* _Exercise requirements_: Reproduce word for word the passage of the message on PHP persistent connections starting with "on request shutdown" and going on through "to the hash.".
* begin Extract *
Sunday, April 15, 2001, 3:38:48 PM, you wrote:
> When you call pconnect when a persistant connection is already available, it
> is approximately the same speed as when you call connect for the second time
> in a script. It still is a delay. It's not "instant", because PHP has to
> check and see if a persistant connection is open. It can't "remember" on
> it's own.

sure it can, but that's why it only works for threaded sapi's.

like in every threaded application, the threads of the parent process share the same 
name/access space, and that space is
persistent until the parent process exits.
so persistent storage between requests can't work for the cgi, as it's
shuting down on each webserver request, while the server module is
only shuting down if the server goes down.
if you're using normal connects php is registering the connection(s) of the
actual page for the working thread, other threads can't access it.
on request shutdown (php is finished parsing the page) php closes
those connections, if you forgot to.
the pconnects work different, php manages an hash of connections which
is shared amongst the threads, upon a new connection request php
simply looks if the hash holds a connection that isn't locked/used by
another thread. if there's one connection available php is locking and reusing the open
connection, if there's no connection available php creates another one
and adds that to the hash.
* end Extract *
* begin Data entries *
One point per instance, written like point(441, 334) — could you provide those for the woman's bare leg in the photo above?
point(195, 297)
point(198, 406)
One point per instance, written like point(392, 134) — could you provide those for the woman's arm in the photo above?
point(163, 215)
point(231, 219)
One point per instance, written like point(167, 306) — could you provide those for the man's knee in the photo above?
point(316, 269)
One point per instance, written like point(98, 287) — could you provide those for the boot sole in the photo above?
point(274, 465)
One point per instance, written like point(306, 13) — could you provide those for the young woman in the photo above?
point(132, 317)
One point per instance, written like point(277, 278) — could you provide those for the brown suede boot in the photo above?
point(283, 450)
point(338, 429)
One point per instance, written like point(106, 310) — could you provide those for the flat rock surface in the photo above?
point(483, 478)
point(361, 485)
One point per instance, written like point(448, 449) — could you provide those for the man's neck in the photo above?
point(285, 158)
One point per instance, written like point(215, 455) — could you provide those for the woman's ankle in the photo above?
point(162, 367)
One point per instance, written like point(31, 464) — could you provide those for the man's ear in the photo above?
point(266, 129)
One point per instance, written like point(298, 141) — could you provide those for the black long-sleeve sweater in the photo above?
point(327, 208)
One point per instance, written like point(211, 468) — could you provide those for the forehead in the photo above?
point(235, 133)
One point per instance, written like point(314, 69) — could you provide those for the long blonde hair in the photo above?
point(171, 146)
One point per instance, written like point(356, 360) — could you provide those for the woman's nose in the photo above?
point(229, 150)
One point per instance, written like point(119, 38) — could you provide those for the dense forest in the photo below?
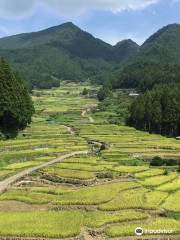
point(63, 52)
point(16, 106)
point(157, 61)
point(157, 111)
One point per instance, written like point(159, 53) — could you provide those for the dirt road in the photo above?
point(5, 184)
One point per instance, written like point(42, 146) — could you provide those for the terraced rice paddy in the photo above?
point(104, 194)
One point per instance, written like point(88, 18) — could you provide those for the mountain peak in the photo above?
point(166, 33)
point(126, 42)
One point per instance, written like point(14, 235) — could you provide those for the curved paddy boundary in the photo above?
point(5, 184)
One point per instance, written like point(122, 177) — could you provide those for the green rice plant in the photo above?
point(20, 165)
point(134, 198)
point(5, 173)
point(68, 173)
point(52, 190)
point(153, 199)
point(59, 224)
point(158, 180)
point(83, 167)
point(94, 195)
point(149, 173)
point(153, 224)
point(89, 160)
point(95, 219)
point(172, 186)
point(130, 169)
point(28, 197)
point(172, 203)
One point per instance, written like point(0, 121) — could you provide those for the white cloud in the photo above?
point(20, 8)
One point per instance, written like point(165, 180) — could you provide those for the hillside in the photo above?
point(157, 61)
point(62, 52)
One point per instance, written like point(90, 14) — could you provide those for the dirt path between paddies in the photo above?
point(85, 114)
point(70, 130)
point(5, 184)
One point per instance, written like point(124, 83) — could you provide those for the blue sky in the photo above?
point(110, 20)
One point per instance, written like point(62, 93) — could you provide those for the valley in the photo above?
point(73, 175)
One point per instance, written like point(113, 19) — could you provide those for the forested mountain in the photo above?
point(62, 52)
point(158, 61)
point(157, 110)
point(16, 107)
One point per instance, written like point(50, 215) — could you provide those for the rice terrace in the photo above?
point(90, 120)
point(69, 177)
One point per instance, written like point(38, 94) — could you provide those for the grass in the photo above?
point(94, 195)
point(68, 173)
point(41, 224)
point(169, 187)
point(84, 167)
point(172, 203)
point(96, 219)
point(21, 165)
point(149, 173)
point(130, 169)
point(159, 180)
point(125, 161)
point(28, 196)
point(126, 200)
point(154, 224)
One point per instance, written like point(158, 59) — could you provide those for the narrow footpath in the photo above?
point(5, 184)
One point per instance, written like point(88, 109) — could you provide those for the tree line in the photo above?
point(157, 111)
point(16, 107)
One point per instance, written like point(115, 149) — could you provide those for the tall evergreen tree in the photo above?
point(16, 106)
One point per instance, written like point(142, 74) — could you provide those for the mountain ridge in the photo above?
point(65, 52)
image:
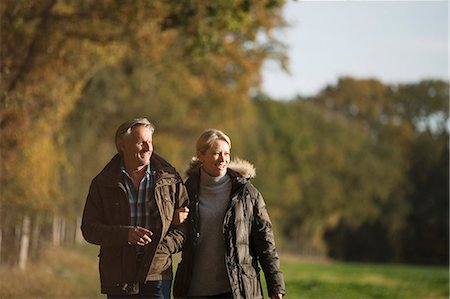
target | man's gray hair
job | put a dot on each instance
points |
(124, 129)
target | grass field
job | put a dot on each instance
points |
(73, 273)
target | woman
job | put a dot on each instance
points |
(229, 229)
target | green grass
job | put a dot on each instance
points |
(352, 280)
(73, 273)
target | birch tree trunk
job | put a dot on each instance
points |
(24, 242)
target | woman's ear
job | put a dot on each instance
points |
(199, 156)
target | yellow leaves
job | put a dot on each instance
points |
(36, 168)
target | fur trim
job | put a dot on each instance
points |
(243, 167)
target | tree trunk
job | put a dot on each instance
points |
(36, 237)
(24, 242)
(78, 235)
(56, 231)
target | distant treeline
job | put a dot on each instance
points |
(357, 172)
* end Data entries *
* _Output for this task_:
on request shutdown (php is finished parsing the page) php closes
those connections, if you forgot to.
the pconnects work different, php manages an hash of connections which
is shared amongst the threads, upon a new connection request php
simply looks if the hash holds a connection that isn't locked/used by
another thread. if there's one connection available php is locking and reusing the open
connection, if there's no connection available php creates another one
and adds that to the hash.